▸ Work request 1
Using the episode page about David Brooks, decide whether each statement agrees with it: (a) Brooks is described as a Washington Post columnist; (b) the eulogy virtues include kindness, courage, and the capacity for deep connection; (c) Brooks holds that eulogy virtues can be built alone. Answer yes or no for each and quote the deciding words.
▸ Work request 2
Please extend the episode page about David Brooks with the next few lines, picking up after its final line.

▸ Passage shown
Why Chasing Success Can Leave You Feeling Stuck (with David Brooks)
New episode of The Happiness Lab: “Why Chasing Success Can Leave You Feeling Stuck (with David Brooks)”
Here's a question: What if the reason you feel stuck isn't that you're not working hard enough—but that you're keeping score on the wrong game entirely?
Most of us step into the new year armed with familiar resolutions: run faster, earn more, look better. But New York Times columnist David Brooks has spent years studying what actually makes people flourish, and he's discovered something counterintuitive: we're often going after the wrong things.
We obsess over what Brooks has called “resume virtues” — the stuff that looks impressive on a resume. But we often go after these external markers at the expense of what David calls our "eulogy virtues": the stuff people will remember us for when we’re gone, character traits like kindness, courage, and the capacity for deep connection.
And David has found that we can't build these eulogy virtues alone. Character development happens relationally through the communities we build.
You want to make your nervous system your friend and not your enemy. And that's done through habits. — David Brooks
How to Build Character and Connection with David Brooks
Move from self to service.

▸ Information shown
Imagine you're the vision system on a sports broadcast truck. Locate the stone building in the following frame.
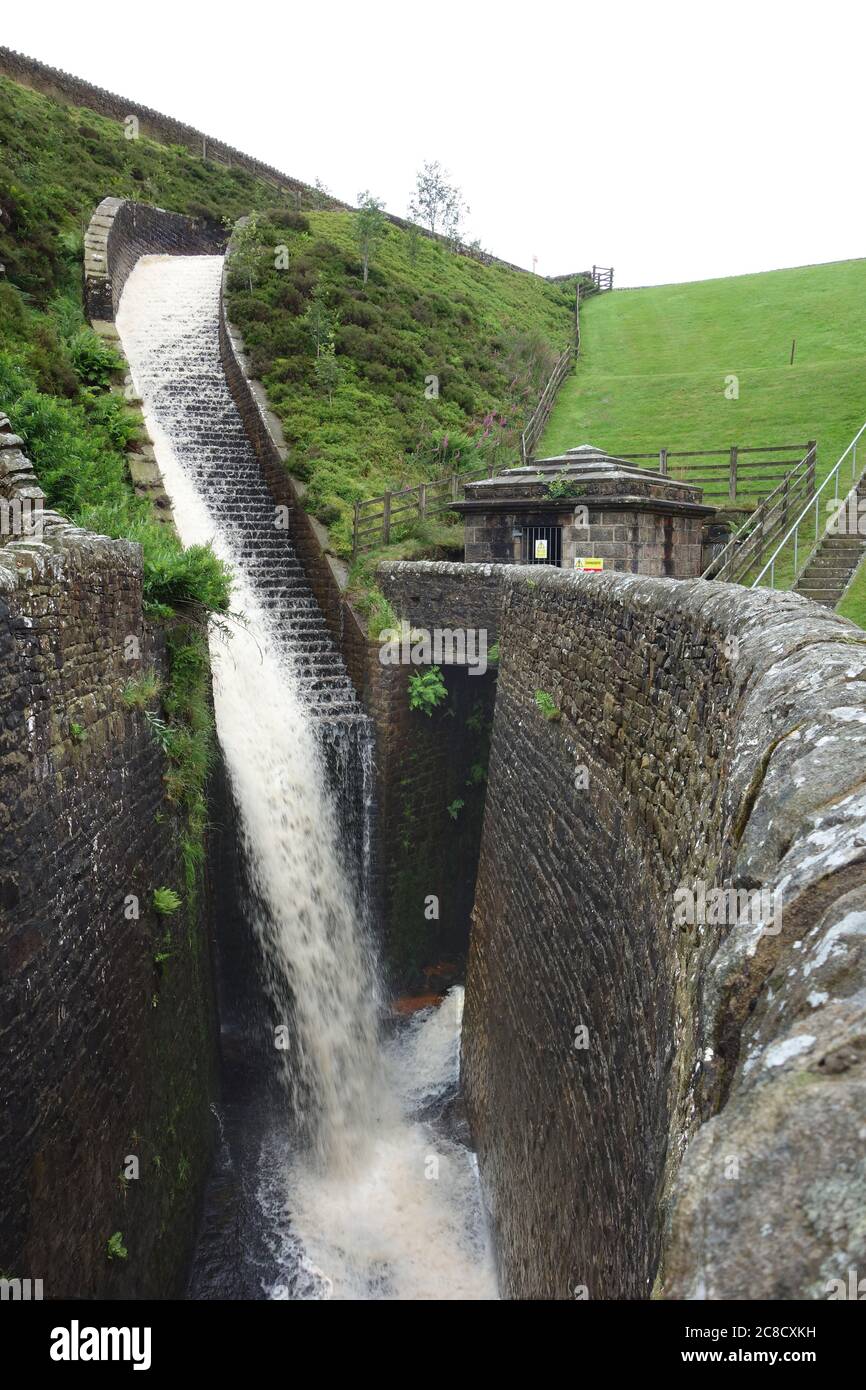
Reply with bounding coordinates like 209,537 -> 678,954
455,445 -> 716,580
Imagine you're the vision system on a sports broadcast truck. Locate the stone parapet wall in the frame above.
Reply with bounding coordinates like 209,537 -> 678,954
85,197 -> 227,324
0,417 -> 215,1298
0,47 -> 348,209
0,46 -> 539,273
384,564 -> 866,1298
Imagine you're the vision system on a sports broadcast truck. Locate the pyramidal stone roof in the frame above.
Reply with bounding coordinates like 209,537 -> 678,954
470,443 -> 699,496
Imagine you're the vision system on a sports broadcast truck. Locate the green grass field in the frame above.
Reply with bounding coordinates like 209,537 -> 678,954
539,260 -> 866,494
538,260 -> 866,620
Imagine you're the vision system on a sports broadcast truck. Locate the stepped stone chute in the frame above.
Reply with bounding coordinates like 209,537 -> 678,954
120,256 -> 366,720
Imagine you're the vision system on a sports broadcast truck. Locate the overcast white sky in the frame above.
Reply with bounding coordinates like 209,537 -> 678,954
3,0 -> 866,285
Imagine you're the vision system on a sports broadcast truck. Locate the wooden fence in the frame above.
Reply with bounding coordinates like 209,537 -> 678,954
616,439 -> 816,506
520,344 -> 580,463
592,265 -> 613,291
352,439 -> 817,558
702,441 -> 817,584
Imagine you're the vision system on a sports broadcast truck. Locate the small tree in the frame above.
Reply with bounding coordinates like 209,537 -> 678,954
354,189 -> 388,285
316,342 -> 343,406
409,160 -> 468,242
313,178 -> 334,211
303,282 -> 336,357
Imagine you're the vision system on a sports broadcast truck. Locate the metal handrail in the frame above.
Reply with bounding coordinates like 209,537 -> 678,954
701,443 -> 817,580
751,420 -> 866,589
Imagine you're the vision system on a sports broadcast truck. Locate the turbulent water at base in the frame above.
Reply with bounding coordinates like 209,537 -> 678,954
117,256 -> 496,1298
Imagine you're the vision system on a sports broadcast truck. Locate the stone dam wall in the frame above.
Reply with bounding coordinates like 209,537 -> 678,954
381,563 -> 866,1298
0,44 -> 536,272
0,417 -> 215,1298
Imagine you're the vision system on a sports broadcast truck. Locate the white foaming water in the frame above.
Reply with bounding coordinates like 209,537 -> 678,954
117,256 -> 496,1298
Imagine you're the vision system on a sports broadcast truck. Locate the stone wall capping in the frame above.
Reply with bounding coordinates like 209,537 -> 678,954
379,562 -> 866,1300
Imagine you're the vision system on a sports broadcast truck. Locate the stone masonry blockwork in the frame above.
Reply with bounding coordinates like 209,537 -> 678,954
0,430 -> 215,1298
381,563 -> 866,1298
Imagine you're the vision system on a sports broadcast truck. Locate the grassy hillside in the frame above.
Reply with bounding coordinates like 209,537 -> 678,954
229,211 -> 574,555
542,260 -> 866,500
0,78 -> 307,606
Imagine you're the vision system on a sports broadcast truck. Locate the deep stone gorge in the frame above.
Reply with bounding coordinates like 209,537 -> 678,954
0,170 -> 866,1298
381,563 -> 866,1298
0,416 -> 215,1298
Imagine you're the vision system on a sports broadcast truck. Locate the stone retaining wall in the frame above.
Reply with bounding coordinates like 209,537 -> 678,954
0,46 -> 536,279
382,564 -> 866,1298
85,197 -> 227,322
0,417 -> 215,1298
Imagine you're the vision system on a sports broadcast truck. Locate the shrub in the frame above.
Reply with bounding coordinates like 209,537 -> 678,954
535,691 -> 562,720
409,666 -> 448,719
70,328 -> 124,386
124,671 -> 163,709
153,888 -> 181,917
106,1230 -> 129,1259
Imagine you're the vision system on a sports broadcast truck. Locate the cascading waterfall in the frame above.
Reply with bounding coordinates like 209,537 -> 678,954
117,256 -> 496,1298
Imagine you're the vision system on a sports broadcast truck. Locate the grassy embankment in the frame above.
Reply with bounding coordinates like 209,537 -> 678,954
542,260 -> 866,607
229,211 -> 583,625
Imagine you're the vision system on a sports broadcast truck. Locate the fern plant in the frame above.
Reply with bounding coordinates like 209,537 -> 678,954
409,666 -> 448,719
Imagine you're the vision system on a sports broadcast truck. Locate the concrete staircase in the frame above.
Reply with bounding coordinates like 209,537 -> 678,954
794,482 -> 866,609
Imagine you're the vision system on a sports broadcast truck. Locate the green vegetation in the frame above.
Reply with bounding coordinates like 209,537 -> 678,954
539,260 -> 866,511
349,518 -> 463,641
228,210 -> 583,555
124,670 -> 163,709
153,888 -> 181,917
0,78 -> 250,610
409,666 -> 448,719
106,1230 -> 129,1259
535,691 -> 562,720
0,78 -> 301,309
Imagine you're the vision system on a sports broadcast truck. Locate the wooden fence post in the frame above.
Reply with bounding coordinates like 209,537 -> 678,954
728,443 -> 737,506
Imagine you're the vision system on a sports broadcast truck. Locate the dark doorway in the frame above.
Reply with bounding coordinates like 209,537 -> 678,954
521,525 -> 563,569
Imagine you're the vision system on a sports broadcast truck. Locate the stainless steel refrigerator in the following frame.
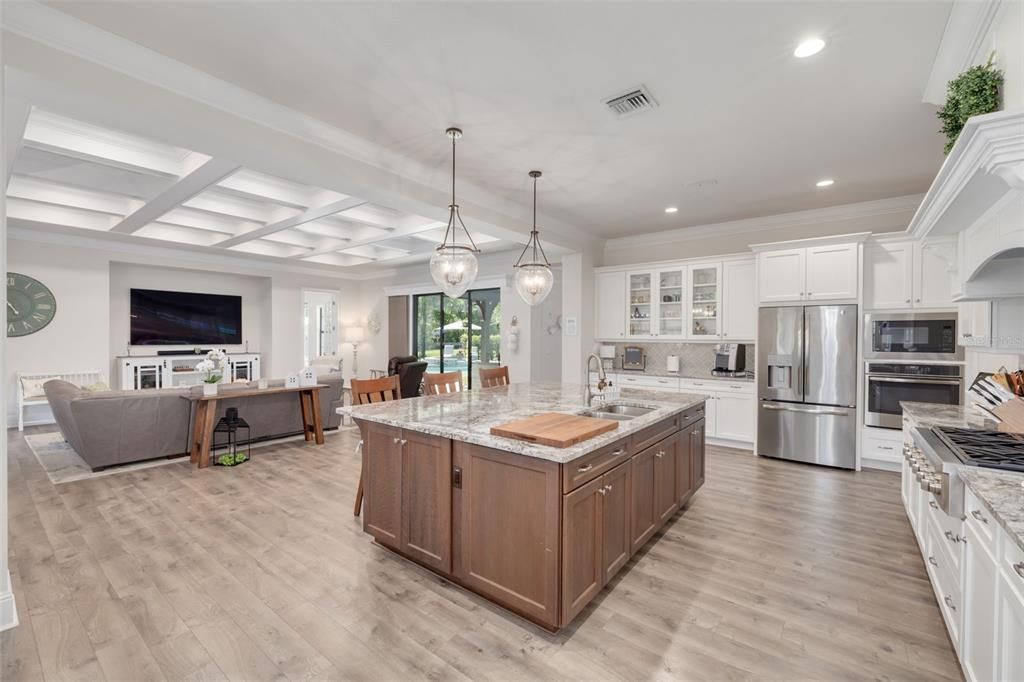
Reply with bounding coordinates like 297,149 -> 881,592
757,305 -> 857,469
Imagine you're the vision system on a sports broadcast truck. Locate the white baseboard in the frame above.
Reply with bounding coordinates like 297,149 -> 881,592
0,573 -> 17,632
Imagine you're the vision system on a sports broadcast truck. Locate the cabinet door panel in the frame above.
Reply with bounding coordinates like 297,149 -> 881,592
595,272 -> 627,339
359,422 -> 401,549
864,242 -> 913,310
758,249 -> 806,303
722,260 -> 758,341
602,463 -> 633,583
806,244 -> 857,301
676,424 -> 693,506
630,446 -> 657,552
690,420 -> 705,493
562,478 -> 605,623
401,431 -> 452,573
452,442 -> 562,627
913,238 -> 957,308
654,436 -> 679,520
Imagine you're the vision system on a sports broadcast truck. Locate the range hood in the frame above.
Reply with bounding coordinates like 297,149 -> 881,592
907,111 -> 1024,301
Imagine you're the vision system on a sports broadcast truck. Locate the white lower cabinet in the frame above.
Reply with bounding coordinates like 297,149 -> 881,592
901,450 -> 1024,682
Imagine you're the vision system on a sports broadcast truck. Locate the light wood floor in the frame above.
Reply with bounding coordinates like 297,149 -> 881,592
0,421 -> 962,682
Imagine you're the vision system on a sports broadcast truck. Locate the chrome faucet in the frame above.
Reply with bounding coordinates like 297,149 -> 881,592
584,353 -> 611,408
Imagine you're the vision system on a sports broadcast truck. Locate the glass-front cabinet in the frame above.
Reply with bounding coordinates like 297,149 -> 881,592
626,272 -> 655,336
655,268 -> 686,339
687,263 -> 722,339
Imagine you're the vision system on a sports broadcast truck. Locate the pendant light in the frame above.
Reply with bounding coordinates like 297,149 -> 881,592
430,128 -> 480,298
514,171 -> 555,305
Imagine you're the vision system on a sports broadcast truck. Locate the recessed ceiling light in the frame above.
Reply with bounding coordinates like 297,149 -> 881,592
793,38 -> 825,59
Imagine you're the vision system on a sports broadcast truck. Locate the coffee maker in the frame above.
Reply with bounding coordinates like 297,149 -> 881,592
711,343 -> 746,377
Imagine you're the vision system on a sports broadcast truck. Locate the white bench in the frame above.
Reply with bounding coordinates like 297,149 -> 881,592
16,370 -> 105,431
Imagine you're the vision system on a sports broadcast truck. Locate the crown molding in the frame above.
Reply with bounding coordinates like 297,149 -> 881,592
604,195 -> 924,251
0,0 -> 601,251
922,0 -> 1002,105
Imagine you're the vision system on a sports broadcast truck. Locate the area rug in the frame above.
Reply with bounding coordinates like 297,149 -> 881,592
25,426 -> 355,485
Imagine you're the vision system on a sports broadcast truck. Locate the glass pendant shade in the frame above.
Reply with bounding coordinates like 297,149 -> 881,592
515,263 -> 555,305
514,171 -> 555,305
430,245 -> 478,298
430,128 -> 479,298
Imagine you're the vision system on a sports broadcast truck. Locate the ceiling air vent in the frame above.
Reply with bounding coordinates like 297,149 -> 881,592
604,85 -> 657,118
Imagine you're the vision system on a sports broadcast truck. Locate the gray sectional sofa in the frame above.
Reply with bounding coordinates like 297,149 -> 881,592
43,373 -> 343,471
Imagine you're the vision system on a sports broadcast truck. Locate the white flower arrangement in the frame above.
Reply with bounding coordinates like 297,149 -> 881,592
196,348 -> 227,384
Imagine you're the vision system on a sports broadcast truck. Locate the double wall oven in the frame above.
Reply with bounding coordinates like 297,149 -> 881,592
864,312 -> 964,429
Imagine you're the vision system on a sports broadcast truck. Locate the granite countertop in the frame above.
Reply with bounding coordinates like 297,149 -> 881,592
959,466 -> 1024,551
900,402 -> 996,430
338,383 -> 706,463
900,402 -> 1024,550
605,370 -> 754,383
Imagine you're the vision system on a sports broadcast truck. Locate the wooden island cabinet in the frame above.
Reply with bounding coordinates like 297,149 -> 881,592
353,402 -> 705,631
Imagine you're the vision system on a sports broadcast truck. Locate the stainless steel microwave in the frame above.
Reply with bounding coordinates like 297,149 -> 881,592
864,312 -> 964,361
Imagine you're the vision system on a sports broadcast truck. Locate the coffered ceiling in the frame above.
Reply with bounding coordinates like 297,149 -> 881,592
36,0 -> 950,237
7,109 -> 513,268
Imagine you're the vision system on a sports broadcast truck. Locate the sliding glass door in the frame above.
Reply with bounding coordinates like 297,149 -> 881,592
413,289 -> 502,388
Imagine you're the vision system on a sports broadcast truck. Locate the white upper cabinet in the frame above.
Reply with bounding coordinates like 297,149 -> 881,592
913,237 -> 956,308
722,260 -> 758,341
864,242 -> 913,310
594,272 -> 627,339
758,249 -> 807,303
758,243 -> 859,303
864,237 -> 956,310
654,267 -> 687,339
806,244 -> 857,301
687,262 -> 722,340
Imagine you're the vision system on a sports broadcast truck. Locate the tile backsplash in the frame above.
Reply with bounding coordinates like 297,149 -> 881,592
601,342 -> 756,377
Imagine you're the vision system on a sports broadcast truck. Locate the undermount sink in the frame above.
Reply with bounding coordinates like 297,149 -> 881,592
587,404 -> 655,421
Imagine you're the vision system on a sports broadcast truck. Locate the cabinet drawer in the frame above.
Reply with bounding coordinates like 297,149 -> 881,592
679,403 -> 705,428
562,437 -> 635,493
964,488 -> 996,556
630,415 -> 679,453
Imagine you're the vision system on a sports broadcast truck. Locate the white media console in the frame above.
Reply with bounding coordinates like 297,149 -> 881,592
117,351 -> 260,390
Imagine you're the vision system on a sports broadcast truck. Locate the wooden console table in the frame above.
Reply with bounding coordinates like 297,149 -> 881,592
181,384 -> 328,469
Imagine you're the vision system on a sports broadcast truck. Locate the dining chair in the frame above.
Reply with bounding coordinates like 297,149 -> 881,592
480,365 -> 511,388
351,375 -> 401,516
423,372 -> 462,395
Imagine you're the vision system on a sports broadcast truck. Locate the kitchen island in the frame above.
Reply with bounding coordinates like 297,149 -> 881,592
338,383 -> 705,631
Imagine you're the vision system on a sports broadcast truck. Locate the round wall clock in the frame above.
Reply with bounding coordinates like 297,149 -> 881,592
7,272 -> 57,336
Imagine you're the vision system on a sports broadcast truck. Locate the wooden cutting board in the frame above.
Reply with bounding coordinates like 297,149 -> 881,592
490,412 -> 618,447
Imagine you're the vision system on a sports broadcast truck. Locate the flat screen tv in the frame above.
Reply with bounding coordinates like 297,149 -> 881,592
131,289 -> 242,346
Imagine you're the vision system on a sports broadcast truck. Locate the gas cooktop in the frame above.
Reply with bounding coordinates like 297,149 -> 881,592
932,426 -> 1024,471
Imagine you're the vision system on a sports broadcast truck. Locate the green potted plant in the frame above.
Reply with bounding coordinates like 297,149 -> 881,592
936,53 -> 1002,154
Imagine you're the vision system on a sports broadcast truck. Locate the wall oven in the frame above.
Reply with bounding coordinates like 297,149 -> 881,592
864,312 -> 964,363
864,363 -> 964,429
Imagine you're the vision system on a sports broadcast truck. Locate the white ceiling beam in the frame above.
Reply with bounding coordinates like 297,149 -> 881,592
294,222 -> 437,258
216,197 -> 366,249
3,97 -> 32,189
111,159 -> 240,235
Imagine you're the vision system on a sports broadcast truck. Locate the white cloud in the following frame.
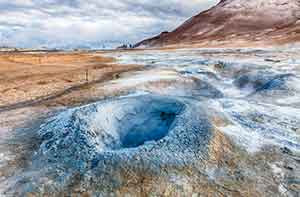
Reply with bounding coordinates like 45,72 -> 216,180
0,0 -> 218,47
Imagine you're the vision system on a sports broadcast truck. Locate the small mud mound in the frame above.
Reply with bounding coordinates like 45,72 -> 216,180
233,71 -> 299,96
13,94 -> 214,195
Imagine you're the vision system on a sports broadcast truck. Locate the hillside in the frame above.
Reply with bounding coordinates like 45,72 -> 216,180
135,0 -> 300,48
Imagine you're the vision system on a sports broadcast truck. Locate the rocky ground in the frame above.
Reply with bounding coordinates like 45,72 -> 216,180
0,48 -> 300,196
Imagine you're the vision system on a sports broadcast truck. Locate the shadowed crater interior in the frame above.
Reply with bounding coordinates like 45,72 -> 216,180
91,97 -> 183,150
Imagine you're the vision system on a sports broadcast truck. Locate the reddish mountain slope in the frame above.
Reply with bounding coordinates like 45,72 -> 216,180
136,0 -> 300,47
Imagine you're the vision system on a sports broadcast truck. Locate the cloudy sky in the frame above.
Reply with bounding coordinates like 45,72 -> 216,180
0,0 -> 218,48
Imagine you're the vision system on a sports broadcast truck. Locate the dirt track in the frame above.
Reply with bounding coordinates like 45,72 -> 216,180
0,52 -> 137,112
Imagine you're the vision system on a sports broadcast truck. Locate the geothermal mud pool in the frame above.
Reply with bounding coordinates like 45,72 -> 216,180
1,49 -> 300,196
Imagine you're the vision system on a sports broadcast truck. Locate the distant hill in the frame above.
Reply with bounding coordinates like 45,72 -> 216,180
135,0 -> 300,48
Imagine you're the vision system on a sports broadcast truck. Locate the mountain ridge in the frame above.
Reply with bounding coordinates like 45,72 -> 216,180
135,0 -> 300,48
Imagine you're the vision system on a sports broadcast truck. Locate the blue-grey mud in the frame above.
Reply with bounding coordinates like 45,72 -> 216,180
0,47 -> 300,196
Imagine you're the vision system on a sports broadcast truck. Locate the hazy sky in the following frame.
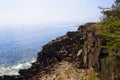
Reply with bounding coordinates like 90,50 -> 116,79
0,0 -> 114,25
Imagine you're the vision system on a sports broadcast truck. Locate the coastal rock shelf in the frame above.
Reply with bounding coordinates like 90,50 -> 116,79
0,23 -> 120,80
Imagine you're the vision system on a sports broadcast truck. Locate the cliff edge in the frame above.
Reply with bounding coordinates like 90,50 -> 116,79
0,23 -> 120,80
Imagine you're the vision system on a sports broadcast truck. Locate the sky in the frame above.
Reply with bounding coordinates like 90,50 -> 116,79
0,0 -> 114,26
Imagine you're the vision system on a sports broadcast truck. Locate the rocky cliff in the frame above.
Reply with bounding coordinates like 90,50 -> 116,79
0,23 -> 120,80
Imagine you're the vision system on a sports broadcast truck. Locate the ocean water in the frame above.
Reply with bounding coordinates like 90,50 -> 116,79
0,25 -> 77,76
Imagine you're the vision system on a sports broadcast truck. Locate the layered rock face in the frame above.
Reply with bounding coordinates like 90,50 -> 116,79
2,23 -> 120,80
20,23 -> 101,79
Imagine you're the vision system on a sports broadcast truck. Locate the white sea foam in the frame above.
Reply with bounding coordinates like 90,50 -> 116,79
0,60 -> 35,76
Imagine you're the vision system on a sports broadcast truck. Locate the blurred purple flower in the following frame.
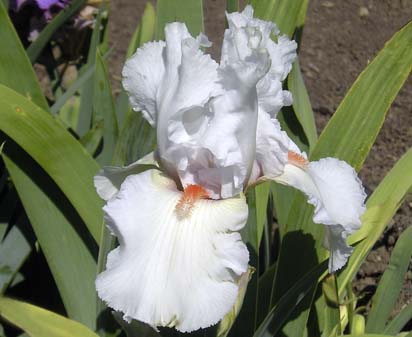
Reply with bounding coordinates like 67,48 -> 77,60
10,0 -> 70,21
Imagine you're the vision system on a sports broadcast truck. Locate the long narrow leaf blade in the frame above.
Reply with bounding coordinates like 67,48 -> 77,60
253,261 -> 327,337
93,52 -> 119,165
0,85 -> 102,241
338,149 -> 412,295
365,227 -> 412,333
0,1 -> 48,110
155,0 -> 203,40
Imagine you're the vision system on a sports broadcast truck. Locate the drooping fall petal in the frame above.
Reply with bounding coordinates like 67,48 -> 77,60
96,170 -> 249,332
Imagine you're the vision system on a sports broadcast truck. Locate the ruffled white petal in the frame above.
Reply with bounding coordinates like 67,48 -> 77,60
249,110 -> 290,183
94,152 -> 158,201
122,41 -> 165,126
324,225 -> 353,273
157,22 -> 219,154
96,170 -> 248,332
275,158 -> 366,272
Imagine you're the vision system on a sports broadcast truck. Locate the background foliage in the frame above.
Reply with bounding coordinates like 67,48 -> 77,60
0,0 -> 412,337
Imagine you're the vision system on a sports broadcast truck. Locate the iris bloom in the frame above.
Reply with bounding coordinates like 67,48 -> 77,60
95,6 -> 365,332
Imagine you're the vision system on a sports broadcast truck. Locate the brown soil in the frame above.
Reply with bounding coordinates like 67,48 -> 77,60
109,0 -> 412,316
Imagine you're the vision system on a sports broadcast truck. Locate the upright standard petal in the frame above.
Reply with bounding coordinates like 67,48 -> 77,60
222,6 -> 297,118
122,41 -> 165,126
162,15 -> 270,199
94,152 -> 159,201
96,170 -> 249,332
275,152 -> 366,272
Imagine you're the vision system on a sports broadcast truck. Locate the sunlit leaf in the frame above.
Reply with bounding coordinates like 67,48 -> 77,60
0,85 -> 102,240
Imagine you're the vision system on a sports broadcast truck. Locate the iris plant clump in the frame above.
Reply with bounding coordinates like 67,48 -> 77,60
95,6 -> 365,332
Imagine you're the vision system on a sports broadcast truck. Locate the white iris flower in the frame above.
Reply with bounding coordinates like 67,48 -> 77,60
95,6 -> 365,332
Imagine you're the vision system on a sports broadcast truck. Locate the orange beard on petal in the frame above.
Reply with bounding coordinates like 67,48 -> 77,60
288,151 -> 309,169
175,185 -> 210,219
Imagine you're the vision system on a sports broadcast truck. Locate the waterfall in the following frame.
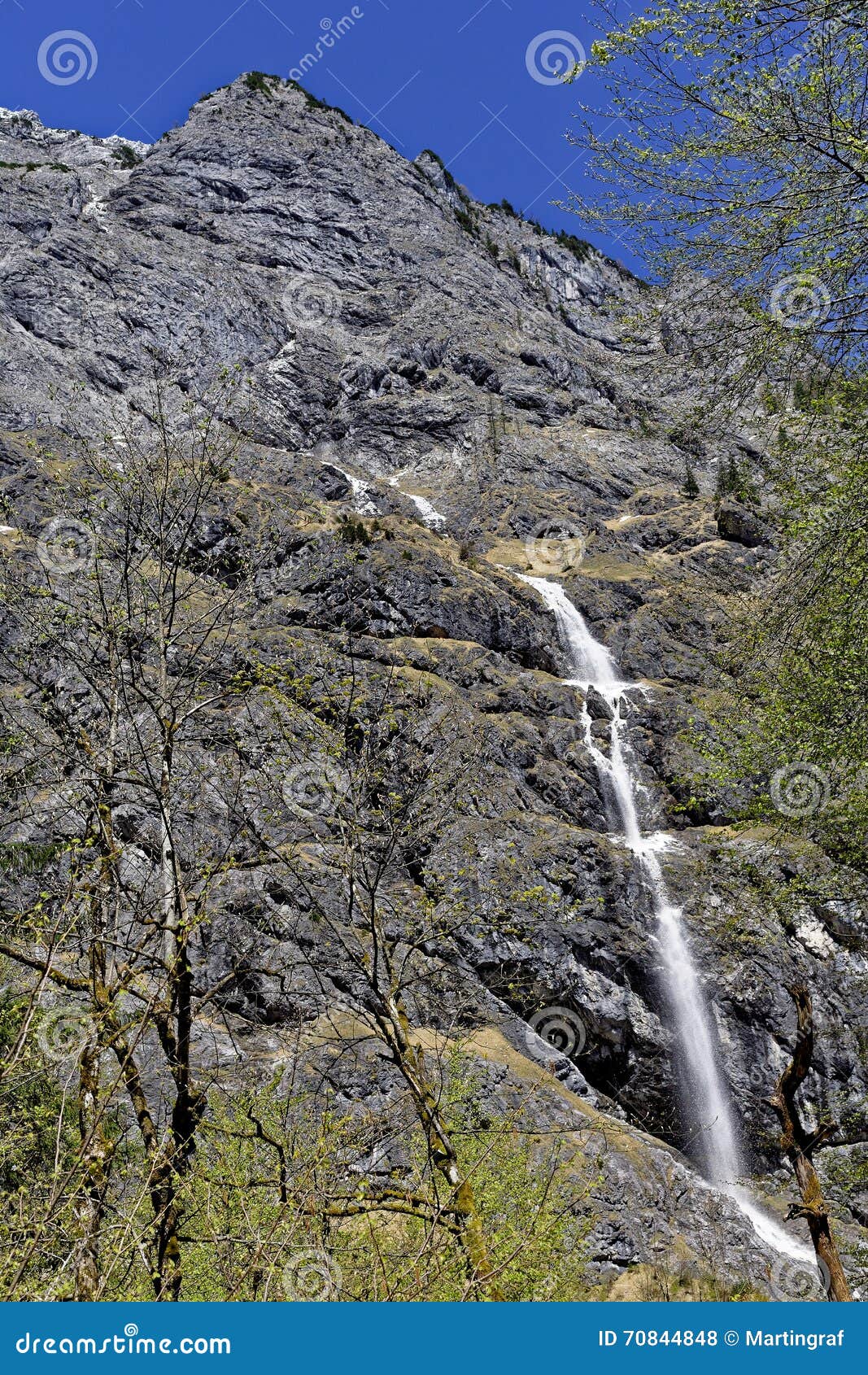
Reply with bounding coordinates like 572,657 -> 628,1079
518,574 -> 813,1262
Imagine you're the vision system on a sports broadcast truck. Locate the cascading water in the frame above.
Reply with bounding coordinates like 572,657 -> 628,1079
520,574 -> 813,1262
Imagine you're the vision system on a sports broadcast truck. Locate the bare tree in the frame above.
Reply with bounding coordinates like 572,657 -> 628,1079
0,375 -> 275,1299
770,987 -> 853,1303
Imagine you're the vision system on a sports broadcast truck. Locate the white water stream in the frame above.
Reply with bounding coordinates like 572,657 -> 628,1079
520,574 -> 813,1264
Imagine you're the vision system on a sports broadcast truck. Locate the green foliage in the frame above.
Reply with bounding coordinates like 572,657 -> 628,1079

▸ Written reply 1
(a) No: "New York Times columnist David Brooks"
(b) Yes: "character traits like kindness, courage, and the capacity for deep connection"
(c) No: "we can't build these eulogy virtues alone"

▸ Written reply 2
David tells the story of Luke, a hospital janitor who transformed his work by remembering what gives him purpose. Instead of thinking of his job as simply "cleaning rooms," Luke chose to see it as "serving patients and their families" — comforting anxious relatives, brightening patients' days with conversation, becoming part of their healing journey. Everyone faces this choice daily: What is the moral purpose of what you’re doing, beyond the metrics?
Become a "weaver" in your community.
Weavers are people who actively strengthen community bonds through consistent, caring actions. David's organization Weave celebrates these community builders—like the Florida woman who helps kids cross the street every morning because "it's just what neighbors do." Weavers see connection as a responsibility, not an achievement.
Build character through small daily habits.
David shares how Dwight Eisenhower identified anger as his "core sin" at age 9 and spent decades working to improve this trait through small daily practices. Identify your own core weakness and work on it gradually, the way you'd learn any craft.
Surround yourself with moral exemplars.
We absorb values from people we admire, often unconsciously. Read biographies of people you respect. Keep their portraits visible. As David says, surround yourself with "the eyes of the dead and the eyes of the admired" to lift your standards.
Make others feel seen, heard, and understood.
Practice asking deep questions that go beyond surface level. Ask "What's been on your mind lately?" or "What's challenging you right now?" Then listen fully without planning your response.
Take Action This Week: Identify one "resume virtue" goal you've been chasing. Then ask: What's a eulogy virtue I could purse instead? How might I pursue this goal relationally instead of alone?
Coming Up Next Week…
How many creative ideas could you generate in 20 minutes? Most people underestimate the answer. Next week, Dr. George Newman reveals the "creative cliff illusion"—the mistaken belief that our creativity will decline when it actually improves or continues. Tune in to discover why pushing past that "empty" feeling is exactly when breakthrough ideas emerge.
Looking for more?
You can find all our companion guides from this season of The Happiness Lab on DrLaurieSantos.com/Newsletter.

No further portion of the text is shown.